▶ _GIVEN DATA_
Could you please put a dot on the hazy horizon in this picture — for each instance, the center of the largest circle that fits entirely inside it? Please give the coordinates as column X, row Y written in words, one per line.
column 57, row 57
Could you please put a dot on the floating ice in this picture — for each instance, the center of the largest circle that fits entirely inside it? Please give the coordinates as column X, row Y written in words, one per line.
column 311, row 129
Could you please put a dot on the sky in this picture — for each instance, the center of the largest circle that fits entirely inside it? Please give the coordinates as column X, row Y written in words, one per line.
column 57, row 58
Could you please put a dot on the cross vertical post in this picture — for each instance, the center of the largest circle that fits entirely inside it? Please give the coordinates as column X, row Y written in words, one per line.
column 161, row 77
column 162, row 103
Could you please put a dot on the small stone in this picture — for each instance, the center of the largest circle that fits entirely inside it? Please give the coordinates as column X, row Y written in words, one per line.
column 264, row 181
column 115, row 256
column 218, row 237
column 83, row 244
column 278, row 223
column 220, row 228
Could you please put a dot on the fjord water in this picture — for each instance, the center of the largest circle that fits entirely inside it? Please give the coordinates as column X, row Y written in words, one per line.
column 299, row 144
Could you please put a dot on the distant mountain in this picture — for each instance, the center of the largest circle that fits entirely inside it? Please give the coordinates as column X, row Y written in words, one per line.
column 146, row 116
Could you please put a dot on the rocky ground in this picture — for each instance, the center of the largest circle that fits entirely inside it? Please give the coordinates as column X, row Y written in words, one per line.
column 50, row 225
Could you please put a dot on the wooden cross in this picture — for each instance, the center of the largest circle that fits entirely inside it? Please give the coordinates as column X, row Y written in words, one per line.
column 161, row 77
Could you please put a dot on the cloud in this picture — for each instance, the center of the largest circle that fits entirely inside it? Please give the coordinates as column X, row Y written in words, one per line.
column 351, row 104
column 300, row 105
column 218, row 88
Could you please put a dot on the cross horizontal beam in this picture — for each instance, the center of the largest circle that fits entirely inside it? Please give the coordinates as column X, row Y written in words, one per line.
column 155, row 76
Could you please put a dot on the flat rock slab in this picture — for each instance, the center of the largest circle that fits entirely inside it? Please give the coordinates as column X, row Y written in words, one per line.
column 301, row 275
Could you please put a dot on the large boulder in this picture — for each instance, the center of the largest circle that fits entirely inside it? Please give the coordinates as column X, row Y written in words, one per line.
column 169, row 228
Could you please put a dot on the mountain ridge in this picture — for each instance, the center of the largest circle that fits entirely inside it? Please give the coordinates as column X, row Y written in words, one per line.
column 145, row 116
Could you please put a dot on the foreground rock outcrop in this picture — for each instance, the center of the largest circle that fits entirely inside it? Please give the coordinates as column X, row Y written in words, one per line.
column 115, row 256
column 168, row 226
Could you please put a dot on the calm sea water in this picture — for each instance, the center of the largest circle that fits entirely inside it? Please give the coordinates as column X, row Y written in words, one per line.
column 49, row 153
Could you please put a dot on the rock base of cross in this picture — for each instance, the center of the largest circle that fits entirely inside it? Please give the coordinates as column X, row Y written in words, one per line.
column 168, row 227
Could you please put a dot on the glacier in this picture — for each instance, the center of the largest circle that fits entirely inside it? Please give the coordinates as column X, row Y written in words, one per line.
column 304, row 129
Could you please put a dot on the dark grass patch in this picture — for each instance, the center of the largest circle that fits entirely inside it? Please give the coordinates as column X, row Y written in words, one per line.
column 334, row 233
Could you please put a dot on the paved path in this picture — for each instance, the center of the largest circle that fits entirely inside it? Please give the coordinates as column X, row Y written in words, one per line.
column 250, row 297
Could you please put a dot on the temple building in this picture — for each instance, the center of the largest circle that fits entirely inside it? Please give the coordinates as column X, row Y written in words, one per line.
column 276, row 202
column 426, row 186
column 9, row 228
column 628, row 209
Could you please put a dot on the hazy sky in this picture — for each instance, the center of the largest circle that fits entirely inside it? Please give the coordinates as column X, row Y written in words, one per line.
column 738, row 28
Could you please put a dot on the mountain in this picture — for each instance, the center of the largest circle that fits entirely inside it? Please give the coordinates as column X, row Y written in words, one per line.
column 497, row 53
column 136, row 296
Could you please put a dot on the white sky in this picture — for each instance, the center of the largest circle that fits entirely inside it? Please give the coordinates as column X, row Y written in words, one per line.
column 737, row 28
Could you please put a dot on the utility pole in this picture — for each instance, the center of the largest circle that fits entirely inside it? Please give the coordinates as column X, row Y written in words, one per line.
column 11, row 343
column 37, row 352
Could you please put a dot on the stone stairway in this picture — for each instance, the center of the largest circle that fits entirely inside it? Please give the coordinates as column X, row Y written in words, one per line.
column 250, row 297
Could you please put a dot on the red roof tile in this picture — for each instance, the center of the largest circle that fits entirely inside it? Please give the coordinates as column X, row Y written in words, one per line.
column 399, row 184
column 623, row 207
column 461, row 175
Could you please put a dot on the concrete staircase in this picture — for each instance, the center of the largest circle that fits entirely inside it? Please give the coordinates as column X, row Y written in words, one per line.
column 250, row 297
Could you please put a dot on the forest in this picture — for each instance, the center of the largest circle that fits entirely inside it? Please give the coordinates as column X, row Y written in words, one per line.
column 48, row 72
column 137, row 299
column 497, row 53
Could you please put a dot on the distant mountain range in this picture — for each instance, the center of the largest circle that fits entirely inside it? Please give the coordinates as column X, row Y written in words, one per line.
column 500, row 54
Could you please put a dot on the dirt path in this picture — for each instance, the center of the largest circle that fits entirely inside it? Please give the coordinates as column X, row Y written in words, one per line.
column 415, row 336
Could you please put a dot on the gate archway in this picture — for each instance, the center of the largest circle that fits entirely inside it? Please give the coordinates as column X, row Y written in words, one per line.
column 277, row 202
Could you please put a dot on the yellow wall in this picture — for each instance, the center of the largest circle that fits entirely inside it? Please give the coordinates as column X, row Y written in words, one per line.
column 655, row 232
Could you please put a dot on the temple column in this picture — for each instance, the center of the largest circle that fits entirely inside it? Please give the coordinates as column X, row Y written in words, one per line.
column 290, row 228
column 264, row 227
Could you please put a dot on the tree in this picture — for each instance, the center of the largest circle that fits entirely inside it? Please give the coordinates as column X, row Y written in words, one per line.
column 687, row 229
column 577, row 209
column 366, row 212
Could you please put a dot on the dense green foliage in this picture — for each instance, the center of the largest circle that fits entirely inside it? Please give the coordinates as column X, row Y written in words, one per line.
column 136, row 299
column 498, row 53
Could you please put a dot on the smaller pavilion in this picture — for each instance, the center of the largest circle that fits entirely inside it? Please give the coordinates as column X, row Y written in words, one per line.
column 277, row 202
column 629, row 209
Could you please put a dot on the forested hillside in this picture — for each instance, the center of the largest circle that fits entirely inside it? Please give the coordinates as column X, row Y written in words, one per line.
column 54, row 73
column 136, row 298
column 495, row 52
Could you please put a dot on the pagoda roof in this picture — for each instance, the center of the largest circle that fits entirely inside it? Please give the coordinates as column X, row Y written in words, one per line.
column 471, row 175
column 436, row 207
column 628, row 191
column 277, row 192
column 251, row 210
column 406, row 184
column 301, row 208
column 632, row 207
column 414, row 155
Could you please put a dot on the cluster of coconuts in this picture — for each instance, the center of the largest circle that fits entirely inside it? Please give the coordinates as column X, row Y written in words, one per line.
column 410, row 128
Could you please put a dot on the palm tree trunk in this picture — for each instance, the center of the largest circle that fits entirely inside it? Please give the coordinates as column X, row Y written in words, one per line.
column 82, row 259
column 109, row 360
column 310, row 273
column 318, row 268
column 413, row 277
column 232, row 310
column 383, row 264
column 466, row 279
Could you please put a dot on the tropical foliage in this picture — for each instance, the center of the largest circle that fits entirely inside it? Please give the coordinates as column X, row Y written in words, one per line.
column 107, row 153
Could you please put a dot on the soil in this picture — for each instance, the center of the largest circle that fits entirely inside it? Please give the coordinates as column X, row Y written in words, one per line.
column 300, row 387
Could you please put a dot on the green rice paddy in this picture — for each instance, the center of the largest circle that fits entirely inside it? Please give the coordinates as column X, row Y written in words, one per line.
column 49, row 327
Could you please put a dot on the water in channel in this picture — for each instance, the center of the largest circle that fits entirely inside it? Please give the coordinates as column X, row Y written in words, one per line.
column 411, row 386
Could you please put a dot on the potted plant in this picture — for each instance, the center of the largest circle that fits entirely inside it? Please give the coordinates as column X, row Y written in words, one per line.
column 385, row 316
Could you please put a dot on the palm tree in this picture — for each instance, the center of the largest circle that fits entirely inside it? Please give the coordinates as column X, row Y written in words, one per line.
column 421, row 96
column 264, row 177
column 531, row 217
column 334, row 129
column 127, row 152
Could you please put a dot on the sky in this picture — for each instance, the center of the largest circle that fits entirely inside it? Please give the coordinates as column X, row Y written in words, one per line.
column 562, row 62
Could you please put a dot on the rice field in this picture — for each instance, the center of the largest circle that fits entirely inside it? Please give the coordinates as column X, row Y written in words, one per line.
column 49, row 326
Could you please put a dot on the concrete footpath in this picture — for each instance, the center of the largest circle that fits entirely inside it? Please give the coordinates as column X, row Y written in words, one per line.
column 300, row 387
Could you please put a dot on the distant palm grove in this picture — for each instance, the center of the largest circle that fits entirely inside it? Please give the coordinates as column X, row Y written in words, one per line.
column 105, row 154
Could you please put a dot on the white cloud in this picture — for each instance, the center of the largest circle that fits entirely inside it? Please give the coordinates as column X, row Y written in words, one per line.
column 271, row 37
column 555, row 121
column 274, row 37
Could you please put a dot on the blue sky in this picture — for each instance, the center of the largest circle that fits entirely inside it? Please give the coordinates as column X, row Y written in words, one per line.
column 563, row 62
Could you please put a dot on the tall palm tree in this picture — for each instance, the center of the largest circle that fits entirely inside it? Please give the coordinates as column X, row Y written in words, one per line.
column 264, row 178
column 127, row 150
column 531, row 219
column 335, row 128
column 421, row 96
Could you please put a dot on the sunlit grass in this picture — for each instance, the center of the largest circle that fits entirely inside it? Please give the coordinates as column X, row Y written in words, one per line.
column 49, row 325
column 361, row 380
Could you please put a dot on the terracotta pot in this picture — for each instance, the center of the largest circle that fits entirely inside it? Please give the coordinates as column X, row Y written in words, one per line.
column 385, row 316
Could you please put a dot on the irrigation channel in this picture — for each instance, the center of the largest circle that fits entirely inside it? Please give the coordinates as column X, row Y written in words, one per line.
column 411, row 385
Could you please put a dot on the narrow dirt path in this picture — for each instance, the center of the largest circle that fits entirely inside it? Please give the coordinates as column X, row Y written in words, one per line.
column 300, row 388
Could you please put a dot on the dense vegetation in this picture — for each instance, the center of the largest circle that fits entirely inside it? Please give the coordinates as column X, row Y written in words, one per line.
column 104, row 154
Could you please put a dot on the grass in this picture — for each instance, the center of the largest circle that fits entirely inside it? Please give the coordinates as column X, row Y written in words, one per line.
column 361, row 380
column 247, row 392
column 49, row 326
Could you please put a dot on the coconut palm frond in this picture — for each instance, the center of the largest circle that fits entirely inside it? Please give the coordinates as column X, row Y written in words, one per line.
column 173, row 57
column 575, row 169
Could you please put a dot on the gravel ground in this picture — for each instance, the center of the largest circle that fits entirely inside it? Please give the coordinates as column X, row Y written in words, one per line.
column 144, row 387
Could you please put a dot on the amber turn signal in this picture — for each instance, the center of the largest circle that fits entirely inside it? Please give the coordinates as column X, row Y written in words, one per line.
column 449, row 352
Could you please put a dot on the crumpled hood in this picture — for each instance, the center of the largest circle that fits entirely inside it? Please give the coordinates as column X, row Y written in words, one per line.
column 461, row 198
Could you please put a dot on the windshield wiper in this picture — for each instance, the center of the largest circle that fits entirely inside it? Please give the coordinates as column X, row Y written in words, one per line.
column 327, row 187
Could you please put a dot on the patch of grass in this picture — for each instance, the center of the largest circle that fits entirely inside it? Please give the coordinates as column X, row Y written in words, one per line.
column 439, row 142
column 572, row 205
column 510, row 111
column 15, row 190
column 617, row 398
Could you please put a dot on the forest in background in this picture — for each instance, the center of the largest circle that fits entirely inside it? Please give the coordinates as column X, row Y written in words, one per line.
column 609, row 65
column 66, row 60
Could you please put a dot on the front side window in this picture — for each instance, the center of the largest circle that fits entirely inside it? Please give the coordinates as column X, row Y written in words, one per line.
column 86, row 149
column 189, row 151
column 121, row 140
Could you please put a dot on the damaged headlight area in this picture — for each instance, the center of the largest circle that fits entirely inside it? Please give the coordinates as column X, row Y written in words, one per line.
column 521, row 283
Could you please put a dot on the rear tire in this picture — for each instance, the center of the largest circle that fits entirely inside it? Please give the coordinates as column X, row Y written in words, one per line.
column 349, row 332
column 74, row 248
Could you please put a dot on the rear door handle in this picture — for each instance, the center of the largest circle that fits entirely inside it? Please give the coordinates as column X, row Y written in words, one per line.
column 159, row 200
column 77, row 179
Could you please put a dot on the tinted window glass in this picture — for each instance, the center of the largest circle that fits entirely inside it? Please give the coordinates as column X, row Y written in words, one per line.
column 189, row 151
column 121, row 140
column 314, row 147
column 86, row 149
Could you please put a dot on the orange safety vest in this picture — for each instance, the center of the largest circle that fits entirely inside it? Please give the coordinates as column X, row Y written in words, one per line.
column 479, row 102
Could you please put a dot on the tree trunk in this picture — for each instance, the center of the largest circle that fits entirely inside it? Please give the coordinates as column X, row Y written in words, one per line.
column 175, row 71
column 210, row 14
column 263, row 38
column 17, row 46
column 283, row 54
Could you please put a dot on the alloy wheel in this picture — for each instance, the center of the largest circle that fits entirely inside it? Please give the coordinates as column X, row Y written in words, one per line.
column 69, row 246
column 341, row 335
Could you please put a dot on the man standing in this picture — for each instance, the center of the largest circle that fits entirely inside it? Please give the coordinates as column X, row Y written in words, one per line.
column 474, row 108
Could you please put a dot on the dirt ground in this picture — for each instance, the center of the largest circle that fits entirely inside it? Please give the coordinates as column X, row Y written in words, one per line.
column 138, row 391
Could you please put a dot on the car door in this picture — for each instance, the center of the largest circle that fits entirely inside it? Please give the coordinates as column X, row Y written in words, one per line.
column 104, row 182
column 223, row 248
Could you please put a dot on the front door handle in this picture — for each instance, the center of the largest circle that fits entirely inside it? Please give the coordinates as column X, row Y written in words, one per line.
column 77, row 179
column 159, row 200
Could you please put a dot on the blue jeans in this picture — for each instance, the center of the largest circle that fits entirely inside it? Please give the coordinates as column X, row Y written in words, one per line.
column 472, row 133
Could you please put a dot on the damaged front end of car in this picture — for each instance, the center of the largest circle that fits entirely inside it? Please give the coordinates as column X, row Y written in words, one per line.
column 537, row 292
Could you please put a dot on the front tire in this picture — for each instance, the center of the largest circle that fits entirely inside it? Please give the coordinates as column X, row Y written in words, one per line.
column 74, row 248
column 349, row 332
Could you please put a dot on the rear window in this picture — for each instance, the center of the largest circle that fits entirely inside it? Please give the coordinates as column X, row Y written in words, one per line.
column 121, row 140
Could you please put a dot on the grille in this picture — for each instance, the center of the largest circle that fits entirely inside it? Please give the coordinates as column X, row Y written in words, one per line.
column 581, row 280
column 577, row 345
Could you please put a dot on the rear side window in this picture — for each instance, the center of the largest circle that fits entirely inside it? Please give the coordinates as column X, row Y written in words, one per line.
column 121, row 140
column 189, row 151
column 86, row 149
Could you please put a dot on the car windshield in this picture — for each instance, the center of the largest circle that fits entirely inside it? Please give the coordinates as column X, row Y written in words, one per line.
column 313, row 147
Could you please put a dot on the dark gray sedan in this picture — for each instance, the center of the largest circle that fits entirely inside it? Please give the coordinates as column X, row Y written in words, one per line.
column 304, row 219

▶ _PROBLEM STATEMENT_
Which lines run from the one containing "Could you please put a dot on the rear window" to the end of the entries above? Print them exactly, both ends included, and nothing else.

▶ _WRITTEN ANSWER_
Could you please put a dot on the rear window in this picture — for each instance, the center of the largest circle that fits entirely inside it? Please give the coordinates as column X, row Y written in words, one per line.
column 121, row 140
Could you please put a dot on the grille in this picture — for each instance, the center of the largest circle that fits entirely inside it? Please give the coordinates as column X, row Y written in words, one per line.
column 581, row 280
column 577, row 345
Could you please put a dot on the rear side window in this picture — for each instance, the center of the largest circle that fits entirely inside it? Please give the coordinates as column X, row Y written in words, one per line.
column 121, row 140
column 189, row 151
column 86, row 149
Could you please put a dot on the car windshield in this picture — for each instance, the center of the largest circle that fits entirely inside it? Please give the coordinates as column X, row Y written in words, one per line.
column 313, row 147
Could you please put a dot on the dark gray sedan in this picture — for each instance, the center of the largest circle that fits entirely inside it? Please give the coordinates as column X, row Y written in words, one per line.
column 304, row 219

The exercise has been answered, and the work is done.